[Image point grounding data]
────────────────────

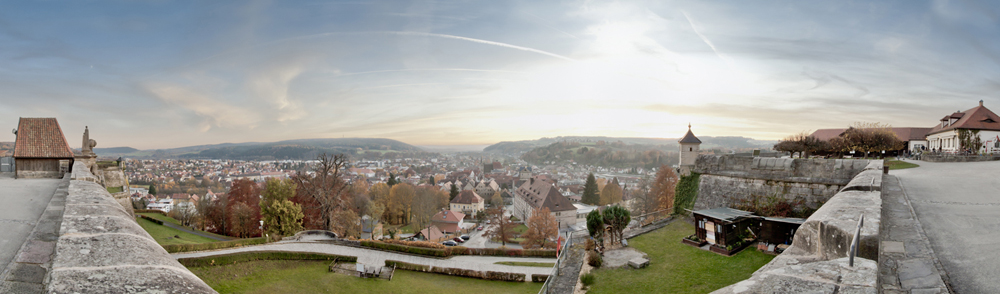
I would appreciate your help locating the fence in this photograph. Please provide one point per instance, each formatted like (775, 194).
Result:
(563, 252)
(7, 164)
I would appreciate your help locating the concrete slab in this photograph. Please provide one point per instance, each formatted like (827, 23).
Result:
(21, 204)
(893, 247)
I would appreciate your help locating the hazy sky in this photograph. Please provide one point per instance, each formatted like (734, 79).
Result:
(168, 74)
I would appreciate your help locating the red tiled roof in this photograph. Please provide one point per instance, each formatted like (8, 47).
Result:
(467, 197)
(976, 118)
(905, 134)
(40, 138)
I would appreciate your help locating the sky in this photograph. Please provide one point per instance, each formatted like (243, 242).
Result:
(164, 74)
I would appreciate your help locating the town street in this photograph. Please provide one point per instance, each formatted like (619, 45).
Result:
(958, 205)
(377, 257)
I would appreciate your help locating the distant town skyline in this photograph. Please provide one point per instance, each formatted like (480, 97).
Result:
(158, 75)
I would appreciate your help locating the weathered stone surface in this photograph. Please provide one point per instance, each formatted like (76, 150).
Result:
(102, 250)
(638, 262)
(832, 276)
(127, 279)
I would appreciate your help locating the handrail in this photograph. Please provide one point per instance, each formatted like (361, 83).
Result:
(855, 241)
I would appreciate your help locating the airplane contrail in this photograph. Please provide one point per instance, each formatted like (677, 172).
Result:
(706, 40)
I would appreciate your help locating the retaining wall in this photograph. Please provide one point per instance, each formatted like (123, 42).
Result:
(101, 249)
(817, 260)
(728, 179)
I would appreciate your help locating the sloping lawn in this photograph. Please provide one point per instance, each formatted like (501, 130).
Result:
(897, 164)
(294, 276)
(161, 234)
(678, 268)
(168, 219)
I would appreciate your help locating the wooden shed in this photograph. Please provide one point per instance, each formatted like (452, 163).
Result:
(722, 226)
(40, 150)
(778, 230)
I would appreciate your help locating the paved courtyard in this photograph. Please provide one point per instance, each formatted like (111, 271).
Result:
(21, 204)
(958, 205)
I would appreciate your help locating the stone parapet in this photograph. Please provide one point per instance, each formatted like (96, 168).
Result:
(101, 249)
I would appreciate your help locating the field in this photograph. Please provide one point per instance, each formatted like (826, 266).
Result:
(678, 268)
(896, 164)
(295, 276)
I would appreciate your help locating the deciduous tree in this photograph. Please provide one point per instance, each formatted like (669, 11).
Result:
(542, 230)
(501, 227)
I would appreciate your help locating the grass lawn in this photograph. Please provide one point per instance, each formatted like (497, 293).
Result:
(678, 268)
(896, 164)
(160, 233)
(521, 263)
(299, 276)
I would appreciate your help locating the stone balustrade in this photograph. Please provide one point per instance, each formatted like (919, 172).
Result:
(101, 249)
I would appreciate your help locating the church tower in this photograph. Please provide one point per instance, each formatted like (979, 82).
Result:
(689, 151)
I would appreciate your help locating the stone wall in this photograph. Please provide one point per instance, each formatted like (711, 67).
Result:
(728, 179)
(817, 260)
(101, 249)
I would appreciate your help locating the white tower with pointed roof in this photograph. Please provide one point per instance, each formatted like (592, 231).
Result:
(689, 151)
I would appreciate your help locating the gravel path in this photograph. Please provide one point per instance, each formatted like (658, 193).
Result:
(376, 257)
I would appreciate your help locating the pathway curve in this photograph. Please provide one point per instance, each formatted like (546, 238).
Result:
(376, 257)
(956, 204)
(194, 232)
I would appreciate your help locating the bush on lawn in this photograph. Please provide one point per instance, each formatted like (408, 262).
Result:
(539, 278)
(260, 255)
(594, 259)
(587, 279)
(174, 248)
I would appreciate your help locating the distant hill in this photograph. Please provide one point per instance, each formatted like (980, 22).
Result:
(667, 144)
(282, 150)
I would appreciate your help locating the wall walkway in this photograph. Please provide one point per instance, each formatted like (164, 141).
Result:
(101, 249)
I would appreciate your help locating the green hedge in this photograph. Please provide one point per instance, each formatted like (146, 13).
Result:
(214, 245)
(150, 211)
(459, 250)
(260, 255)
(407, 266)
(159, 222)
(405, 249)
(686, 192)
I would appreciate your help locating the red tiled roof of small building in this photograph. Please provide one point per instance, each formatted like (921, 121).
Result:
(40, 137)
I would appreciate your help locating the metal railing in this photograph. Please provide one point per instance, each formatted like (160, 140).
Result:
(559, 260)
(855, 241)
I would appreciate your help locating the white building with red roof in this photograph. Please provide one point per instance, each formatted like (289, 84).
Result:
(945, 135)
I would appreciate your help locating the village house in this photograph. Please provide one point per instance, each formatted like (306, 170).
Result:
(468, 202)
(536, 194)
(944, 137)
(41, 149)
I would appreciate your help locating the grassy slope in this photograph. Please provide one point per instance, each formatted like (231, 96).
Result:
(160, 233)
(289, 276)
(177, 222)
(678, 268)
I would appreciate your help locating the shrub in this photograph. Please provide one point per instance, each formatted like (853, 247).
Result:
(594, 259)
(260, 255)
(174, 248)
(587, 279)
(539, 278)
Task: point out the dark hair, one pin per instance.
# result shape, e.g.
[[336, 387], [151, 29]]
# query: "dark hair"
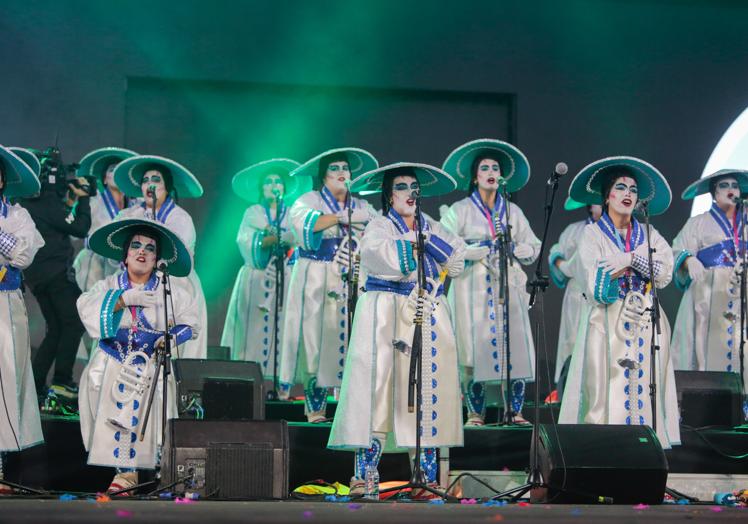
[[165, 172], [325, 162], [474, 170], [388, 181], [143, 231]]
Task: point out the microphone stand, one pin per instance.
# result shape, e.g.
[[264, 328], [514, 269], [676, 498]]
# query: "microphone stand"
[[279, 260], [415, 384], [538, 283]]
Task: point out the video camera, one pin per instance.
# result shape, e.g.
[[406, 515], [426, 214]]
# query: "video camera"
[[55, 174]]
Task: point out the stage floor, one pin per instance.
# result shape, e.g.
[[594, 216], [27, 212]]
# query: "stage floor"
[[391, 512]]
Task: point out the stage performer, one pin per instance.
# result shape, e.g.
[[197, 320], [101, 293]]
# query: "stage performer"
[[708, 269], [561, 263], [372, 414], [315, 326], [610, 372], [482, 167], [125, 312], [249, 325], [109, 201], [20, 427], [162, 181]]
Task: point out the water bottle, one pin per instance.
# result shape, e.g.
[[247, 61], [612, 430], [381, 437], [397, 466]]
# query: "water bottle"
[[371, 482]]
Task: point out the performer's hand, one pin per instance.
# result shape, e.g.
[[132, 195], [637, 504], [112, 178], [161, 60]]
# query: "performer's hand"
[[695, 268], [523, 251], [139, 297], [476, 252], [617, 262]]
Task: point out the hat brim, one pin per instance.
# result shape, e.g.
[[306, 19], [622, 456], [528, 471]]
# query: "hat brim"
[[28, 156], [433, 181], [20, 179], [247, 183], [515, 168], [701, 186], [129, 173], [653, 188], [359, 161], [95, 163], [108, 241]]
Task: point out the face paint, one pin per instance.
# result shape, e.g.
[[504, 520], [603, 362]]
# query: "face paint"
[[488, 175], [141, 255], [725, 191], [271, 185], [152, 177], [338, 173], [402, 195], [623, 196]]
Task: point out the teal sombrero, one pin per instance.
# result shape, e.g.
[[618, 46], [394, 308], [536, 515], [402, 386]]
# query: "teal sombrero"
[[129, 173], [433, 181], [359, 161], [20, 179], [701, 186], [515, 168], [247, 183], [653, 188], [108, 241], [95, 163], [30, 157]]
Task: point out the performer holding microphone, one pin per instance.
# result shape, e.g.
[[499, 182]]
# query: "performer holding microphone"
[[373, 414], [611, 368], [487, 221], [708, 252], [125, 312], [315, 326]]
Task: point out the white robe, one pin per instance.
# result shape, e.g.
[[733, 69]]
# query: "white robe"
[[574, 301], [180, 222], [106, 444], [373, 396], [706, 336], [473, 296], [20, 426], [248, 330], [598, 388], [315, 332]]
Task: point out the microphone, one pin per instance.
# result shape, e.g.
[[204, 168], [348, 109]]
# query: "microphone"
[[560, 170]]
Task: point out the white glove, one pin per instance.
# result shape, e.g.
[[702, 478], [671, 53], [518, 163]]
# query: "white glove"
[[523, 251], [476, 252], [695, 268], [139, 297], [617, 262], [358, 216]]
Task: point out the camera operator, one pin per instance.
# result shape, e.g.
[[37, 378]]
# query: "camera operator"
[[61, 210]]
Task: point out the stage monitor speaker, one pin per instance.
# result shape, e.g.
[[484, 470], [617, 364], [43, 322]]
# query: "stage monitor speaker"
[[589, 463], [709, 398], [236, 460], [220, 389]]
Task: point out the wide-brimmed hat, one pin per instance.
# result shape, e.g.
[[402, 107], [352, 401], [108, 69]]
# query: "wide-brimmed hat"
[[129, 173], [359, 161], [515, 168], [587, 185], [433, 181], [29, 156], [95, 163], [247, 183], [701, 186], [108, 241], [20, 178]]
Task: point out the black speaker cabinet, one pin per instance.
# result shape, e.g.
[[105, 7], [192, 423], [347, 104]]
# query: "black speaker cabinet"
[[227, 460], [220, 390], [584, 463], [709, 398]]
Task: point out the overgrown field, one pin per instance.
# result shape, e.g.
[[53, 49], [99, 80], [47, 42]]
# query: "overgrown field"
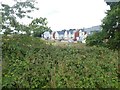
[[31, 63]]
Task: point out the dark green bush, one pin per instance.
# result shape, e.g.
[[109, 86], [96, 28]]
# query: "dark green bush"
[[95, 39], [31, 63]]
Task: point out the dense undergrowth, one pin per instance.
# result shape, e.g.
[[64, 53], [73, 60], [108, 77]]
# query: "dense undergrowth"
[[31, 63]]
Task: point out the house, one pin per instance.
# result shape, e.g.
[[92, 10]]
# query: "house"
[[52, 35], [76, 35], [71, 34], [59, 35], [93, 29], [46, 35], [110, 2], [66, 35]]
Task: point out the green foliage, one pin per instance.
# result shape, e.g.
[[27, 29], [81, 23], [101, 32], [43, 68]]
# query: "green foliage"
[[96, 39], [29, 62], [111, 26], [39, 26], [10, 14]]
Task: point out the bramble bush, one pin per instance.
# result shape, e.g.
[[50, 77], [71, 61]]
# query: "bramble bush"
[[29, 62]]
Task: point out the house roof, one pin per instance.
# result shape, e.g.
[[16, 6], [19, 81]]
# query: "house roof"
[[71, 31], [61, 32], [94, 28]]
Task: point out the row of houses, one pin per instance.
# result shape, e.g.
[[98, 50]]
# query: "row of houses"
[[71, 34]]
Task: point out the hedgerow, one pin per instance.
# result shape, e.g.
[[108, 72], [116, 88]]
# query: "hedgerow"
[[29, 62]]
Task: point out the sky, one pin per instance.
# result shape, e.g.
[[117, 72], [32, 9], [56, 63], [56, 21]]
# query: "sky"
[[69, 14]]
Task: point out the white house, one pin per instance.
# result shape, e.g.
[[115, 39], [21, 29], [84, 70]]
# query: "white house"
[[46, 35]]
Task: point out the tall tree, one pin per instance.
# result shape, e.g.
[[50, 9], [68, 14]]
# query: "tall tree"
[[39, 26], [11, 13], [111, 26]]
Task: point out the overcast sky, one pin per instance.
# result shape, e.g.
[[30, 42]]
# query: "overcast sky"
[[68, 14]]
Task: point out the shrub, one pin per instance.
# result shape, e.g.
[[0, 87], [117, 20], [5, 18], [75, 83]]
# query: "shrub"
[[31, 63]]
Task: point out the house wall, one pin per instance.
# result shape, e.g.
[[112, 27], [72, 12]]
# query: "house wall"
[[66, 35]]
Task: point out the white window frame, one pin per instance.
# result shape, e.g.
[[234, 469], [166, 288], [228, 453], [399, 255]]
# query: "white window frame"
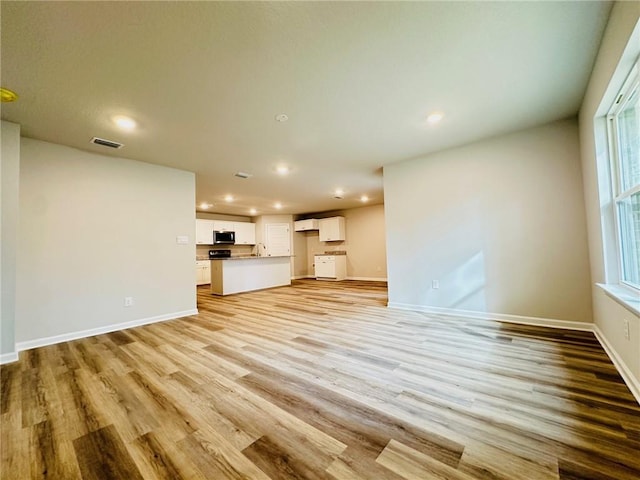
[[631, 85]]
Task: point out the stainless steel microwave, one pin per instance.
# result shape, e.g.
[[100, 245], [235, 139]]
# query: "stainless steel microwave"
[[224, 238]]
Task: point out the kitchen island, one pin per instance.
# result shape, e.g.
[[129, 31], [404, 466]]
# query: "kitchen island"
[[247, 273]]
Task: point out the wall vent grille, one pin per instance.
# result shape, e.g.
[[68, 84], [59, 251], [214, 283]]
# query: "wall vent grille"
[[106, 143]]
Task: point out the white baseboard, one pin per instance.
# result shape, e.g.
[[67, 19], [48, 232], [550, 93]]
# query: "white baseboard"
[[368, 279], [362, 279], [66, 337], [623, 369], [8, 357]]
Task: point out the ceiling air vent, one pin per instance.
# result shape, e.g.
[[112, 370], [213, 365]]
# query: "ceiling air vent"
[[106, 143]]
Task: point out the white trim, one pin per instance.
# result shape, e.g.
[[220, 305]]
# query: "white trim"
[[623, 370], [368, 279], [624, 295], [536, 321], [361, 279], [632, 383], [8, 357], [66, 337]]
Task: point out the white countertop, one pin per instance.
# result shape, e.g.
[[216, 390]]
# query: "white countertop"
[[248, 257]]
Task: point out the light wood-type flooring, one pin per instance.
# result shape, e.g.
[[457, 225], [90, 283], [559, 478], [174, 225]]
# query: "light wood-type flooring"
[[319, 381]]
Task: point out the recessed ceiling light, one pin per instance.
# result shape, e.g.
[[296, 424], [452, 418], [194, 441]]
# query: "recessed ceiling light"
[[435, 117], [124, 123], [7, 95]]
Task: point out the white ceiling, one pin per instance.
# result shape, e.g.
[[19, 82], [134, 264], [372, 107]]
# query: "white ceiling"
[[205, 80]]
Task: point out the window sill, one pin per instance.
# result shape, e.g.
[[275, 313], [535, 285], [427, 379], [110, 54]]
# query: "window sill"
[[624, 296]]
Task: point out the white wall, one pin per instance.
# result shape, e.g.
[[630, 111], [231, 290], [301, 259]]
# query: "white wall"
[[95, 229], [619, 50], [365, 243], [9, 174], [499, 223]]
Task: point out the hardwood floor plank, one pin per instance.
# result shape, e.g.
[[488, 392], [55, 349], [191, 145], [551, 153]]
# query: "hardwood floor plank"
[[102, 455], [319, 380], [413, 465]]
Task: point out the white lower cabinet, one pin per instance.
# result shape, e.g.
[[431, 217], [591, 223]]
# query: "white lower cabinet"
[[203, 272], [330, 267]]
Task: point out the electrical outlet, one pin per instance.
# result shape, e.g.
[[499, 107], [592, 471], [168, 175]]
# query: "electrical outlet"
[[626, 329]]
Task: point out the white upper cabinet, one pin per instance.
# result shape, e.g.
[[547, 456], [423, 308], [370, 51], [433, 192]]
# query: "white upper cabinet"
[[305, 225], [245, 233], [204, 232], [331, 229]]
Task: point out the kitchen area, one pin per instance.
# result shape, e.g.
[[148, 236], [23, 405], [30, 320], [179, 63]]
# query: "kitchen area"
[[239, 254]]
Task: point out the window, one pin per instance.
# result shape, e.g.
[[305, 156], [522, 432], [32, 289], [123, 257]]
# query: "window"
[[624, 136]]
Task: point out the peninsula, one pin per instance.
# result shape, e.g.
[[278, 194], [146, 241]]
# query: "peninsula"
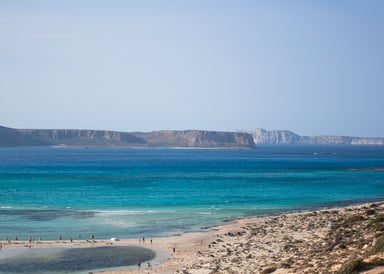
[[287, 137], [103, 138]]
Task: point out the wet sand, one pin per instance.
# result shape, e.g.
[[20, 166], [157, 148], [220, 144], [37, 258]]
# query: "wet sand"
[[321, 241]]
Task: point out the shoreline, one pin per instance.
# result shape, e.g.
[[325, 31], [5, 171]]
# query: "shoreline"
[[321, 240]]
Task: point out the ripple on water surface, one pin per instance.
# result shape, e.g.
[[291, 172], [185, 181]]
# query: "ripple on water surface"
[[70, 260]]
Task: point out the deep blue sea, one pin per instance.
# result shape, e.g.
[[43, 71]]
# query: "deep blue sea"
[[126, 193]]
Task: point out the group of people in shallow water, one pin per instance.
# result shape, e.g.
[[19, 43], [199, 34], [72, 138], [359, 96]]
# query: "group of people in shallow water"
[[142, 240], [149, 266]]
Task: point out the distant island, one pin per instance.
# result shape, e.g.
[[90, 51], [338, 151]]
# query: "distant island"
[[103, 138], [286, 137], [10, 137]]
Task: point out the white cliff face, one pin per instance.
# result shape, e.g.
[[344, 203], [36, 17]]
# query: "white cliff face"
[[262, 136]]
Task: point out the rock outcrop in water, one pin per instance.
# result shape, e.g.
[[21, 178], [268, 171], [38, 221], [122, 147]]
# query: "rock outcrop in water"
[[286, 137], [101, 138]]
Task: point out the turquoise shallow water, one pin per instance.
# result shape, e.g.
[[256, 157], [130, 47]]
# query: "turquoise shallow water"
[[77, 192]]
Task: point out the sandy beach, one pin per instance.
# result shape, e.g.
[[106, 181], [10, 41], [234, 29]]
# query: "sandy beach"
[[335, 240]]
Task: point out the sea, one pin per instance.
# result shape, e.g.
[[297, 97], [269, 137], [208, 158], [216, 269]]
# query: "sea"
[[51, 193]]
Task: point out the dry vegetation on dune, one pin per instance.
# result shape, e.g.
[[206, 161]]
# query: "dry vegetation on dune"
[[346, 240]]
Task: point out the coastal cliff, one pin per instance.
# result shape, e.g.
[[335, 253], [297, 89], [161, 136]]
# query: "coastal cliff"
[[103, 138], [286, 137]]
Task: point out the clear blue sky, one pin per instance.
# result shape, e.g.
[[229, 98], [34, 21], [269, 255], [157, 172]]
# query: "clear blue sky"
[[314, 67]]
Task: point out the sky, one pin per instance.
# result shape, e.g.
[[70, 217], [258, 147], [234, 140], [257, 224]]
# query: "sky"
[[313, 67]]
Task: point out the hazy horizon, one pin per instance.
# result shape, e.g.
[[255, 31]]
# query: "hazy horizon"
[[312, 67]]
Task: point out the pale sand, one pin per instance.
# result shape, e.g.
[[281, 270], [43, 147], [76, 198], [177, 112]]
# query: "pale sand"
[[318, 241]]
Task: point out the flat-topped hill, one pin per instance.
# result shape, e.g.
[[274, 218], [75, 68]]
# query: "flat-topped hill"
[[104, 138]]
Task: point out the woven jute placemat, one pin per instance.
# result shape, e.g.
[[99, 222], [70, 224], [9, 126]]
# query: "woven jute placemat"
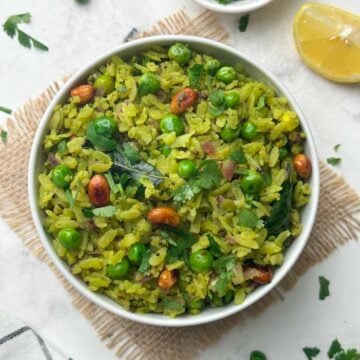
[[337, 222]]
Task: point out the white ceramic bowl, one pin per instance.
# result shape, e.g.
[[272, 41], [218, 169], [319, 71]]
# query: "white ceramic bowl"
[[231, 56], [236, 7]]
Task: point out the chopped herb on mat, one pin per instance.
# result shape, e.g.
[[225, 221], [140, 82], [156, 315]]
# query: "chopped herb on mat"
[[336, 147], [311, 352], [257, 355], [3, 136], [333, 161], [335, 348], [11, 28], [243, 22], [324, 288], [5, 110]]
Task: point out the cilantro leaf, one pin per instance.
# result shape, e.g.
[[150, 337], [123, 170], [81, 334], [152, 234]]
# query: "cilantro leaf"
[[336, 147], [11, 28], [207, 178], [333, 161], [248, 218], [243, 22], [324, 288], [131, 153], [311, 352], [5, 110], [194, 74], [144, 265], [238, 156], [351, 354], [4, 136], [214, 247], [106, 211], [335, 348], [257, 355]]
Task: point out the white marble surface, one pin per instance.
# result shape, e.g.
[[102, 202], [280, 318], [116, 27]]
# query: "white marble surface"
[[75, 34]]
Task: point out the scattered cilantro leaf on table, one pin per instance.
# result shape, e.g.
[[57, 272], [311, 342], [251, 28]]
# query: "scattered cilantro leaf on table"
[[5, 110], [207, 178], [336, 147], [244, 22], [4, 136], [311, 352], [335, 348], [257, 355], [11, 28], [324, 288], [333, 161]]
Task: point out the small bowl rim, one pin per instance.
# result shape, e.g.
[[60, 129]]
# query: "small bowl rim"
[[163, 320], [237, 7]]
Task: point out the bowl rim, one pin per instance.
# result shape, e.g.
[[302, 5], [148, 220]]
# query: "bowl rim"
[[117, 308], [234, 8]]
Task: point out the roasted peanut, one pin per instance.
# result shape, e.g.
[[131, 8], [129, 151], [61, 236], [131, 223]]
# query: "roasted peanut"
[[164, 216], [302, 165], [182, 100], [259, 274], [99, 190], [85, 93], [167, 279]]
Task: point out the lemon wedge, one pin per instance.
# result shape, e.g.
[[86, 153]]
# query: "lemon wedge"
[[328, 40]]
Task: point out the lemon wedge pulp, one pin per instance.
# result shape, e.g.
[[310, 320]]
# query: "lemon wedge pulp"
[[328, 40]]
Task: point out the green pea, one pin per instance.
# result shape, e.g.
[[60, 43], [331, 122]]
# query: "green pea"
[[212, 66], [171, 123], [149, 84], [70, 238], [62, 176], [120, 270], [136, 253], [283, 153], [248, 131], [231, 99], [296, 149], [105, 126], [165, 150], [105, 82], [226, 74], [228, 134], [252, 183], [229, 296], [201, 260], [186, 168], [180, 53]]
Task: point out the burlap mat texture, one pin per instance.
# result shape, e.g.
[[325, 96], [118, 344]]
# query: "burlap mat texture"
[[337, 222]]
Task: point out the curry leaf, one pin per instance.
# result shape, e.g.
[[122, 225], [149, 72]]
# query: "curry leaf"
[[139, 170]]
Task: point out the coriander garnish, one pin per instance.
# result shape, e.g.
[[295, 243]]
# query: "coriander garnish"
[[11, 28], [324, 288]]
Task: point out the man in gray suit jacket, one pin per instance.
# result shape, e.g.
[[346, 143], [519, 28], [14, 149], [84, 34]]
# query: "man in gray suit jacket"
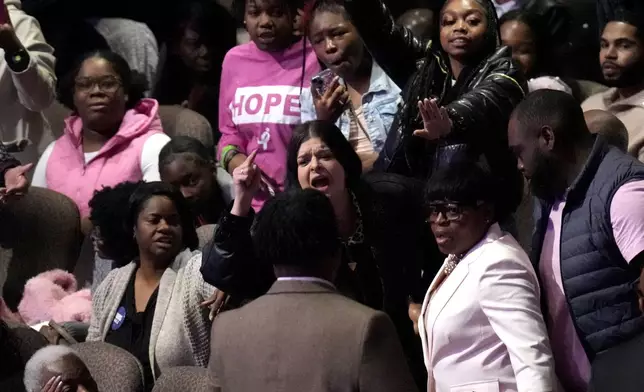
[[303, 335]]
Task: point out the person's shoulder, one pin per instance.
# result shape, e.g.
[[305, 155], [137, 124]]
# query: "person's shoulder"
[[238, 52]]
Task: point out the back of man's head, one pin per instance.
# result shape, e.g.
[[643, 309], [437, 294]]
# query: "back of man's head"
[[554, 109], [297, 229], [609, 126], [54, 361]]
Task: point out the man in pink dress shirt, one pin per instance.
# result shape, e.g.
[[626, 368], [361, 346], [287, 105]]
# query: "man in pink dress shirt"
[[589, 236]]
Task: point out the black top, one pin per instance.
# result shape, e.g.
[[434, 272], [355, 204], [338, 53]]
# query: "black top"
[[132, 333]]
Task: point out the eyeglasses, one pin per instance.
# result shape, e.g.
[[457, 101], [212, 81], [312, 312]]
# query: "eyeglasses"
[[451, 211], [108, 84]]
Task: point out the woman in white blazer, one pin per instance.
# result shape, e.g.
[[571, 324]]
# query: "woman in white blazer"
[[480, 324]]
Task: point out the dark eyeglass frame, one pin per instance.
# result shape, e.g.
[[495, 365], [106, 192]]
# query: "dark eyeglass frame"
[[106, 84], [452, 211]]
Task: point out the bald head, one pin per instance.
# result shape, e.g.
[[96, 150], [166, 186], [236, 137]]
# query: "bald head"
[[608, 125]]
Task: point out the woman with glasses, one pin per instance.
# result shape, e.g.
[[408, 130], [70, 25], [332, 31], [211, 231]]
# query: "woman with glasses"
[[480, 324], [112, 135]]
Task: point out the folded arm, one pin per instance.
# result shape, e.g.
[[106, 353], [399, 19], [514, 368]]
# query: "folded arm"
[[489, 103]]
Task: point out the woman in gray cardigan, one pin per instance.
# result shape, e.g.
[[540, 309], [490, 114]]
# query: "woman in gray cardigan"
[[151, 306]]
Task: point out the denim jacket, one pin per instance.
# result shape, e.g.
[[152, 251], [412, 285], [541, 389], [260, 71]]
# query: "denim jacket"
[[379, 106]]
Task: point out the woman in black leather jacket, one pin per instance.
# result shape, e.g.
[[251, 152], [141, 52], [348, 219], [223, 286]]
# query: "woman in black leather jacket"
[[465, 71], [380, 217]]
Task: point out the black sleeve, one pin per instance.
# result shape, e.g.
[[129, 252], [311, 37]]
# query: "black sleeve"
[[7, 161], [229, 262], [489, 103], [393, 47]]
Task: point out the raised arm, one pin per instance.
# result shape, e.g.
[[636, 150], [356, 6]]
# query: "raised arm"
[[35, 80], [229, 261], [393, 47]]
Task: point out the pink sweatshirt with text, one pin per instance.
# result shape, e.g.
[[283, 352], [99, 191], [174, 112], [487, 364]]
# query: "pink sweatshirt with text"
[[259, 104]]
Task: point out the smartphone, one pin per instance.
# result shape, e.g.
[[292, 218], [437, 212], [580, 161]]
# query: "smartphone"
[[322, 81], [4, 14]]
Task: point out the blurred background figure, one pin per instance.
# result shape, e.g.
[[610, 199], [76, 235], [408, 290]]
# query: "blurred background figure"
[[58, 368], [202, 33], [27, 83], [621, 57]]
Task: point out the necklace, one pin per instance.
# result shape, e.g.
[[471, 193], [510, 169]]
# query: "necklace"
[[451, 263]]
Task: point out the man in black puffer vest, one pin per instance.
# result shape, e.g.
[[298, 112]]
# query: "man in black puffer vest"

────────────────────

Aim of the task -
The lines to reproduce run from the one above containing "[[547, 456], [423, 308], [370, 51], [433, 192]]" through the one containing "Task: point out the wet". Copy them exactly and leave out all pictures.

Reply -
[[547, 456], [423, 308], [370, 51], [433, 192]]
# query: "white upper cabinet"
[[305, 225], [245, 233], [204, 232], [331, 229]]
Task: point out the kitchen area, one pin per instance.
# result shape, e.g.
[[148, 236], [23, 405], [30, 320], [179, 63]]
# query: "kitchen area"
[[239, 254]]
Task: point out the window, one pin per instance.
# result shape, e.g.
[[305, 156], [522, 432], [32, 289], [123, 257]]
# query: "window"
[[624, 136]]
Task: point out the peninsula, one pin per instance.
# result shape, e.g.
[[278, 194], [146, 241]]
# query: "peninsula"
[[287, 137], [103, 138]]
Task: point out the wet sand, one pin per instance.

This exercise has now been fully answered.